Recorded data
------------------------------
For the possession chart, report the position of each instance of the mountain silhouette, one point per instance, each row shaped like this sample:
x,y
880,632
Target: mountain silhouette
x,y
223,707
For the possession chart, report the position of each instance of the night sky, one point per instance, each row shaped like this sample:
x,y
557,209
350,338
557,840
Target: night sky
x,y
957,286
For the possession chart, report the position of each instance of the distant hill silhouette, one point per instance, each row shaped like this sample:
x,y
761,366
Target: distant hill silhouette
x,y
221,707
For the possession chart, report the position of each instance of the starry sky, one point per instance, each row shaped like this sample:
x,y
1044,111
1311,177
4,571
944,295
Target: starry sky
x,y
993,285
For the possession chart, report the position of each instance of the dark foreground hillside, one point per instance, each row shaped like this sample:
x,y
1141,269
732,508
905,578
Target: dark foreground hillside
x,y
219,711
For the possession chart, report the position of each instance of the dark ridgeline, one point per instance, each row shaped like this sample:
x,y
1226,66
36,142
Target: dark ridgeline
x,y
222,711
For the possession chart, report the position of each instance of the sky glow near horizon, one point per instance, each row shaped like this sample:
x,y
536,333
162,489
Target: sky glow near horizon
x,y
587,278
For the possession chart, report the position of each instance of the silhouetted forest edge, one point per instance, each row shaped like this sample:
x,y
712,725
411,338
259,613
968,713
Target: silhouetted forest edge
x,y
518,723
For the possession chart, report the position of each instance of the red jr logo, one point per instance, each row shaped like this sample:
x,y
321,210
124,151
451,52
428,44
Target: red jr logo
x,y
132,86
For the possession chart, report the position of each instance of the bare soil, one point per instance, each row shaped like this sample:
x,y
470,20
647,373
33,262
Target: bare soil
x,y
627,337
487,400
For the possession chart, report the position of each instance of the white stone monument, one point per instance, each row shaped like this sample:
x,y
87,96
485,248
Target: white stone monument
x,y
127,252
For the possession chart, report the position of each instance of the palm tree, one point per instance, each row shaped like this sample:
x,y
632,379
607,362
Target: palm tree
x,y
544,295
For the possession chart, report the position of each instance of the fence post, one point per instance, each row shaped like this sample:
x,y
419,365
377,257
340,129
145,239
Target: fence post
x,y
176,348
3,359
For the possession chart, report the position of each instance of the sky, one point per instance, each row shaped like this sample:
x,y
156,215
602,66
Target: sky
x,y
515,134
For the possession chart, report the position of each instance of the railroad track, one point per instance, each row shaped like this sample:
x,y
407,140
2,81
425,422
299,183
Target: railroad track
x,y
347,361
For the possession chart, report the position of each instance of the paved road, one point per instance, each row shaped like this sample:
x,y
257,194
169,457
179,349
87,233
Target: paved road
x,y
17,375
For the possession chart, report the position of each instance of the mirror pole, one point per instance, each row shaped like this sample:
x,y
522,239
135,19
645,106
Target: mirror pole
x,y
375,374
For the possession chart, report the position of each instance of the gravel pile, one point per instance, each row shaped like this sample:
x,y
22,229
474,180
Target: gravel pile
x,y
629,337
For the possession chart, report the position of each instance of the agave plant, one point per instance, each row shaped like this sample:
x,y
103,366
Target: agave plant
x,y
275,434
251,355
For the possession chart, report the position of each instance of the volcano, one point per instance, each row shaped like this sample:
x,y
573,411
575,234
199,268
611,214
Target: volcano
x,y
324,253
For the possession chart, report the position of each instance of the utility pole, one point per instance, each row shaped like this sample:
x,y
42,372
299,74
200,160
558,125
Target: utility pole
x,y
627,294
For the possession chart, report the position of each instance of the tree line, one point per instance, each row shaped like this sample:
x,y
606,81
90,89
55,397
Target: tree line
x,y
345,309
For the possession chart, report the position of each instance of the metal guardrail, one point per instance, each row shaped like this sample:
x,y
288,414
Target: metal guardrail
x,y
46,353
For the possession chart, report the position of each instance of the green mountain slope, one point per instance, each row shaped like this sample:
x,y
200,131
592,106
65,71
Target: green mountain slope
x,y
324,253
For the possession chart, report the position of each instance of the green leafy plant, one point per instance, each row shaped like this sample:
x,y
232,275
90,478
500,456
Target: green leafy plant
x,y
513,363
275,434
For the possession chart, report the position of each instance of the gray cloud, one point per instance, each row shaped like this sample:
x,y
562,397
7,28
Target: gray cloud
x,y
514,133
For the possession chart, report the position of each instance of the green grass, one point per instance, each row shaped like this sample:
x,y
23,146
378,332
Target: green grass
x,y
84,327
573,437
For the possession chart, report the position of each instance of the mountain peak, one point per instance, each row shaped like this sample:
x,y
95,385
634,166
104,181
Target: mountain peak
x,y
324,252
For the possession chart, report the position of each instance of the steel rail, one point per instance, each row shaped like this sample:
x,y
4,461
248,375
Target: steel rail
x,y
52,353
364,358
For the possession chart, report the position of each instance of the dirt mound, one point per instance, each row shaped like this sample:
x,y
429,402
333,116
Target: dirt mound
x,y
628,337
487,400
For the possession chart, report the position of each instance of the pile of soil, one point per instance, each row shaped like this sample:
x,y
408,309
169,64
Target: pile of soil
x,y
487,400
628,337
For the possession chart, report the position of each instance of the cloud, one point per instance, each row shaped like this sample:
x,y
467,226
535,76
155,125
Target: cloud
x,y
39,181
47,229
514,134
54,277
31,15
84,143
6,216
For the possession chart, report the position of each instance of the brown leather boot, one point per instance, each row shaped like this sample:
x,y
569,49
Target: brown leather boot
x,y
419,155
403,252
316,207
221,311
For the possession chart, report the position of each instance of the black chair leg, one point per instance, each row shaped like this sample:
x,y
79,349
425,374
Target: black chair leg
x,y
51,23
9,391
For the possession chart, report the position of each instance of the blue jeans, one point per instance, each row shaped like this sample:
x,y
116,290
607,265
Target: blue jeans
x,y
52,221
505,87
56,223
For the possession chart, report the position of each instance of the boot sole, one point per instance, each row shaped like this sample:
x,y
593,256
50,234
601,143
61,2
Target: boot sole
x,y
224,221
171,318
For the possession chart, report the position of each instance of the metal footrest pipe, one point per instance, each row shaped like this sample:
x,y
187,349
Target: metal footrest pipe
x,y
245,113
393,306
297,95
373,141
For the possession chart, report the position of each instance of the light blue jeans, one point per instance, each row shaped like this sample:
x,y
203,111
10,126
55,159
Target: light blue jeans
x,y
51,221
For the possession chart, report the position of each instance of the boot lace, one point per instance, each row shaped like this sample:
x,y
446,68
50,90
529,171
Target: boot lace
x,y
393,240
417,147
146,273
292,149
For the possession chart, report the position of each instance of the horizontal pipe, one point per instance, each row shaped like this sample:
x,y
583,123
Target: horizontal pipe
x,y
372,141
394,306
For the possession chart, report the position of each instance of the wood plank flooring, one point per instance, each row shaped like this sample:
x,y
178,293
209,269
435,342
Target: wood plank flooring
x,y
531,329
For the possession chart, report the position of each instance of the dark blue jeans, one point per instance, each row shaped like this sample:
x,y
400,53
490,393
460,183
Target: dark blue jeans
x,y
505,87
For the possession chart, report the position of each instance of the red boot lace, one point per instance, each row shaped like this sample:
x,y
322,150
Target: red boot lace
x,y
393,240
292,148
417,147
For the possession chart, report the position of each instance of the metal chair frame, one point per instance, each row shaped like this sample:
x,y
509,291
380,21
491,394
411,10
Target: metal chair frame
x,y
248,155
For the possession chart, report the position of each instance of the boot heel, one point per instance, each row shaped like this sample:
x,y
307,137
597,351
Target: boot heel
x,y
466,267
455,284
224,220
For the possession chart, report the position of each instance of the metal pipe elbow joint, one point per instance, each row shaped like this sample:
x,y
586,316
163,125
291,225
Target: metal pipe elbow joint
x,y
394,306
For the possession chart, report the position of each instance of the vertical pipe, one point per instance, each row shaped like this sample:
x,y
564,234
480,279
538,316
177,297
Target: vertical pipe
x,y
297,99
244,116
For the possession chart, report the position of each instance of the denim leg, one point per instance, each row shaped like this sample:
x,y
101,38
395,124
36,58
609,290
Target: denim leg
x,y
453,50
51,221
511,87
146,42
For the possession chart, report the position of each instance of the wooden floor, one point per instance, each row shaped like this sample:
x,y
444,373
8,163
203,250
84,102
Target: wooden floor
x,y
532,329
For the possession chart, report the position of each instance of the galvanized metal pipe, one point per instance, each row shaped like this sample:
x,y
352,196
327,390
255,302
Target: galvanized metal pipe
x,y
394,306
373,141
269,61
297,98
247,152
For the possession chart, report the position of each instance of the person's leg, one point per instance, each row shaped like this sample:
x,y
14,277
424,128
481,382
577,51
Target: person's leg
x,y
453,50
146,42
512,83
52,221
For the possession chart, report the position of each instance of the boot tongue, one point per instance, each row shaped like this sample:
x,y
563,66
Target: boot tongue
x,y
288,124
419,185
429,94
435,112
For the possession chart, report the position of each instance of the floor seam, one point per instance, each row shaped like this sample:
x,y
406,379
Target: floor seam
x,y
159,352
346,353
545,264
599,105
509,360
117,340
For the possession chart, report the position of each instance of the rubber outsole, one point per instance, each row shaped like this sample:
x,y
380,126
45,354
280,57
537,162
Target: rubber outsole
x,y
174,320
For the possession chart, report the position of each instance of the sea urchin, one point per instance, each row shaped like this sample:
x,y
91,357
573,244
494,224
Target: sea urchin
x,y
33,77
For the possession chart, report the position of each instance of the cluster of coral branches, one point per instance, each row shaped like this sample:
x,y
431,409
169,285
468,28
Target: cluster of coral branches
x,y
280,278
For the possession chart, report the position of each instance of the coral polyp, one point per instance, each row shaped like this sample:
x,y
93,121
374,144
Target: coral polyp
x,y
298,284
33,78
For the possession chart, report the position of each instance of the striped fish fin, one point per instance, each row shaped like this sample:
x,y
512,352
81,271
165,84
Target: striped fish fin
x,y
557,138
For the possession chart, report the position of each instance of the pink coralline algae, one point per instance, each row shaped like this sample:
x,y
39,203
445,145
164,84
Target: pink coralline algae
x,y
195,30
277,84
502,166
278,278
------------------------------
YOUR INSTRUCTIONS: Arrange the lines of the listing as a numbered list, starting at the line with "of the pink" and running to the end of the listing, both ends included. Leave out any blank lines.

FINISHED TASK:
1. For the possession chart, report the position of each instance of the pink coralline algae, one point per instance, each row shaped like this sample:
2. x,y
3. 39,203
4. 445,145
5. 164,84
6. Target: pink coralline algae
7. x,y
8. 195,30
9. 277,84
10. 502,166
11. 278,278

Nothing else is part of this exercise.